(Items from a dataset)

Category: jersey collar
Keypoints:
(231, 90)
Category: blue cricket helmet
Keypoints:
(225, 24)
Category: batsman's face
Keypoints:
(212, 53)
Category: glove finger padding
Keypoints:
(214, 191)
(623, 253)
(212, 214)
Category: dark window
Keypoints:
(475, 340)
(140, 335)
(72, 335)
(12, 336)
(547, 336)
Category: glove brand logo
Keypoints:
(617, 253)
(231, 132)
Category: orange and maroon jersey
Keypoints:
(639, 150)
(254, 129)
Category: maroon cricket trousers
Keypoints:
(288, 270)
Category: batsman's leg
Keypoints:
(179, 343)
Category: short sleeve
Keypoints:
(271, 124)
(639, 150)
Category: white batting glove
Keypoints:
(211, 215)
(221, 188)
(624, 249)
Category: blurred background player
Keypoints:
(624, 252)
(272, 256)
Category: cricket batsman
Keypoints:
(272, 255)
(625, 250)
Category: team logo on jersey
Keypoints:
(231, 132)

PROBLEM DETAILS >>
Count every line that holds the word "glove" in the entries, and state the result alone.

TASK RESULT >>
3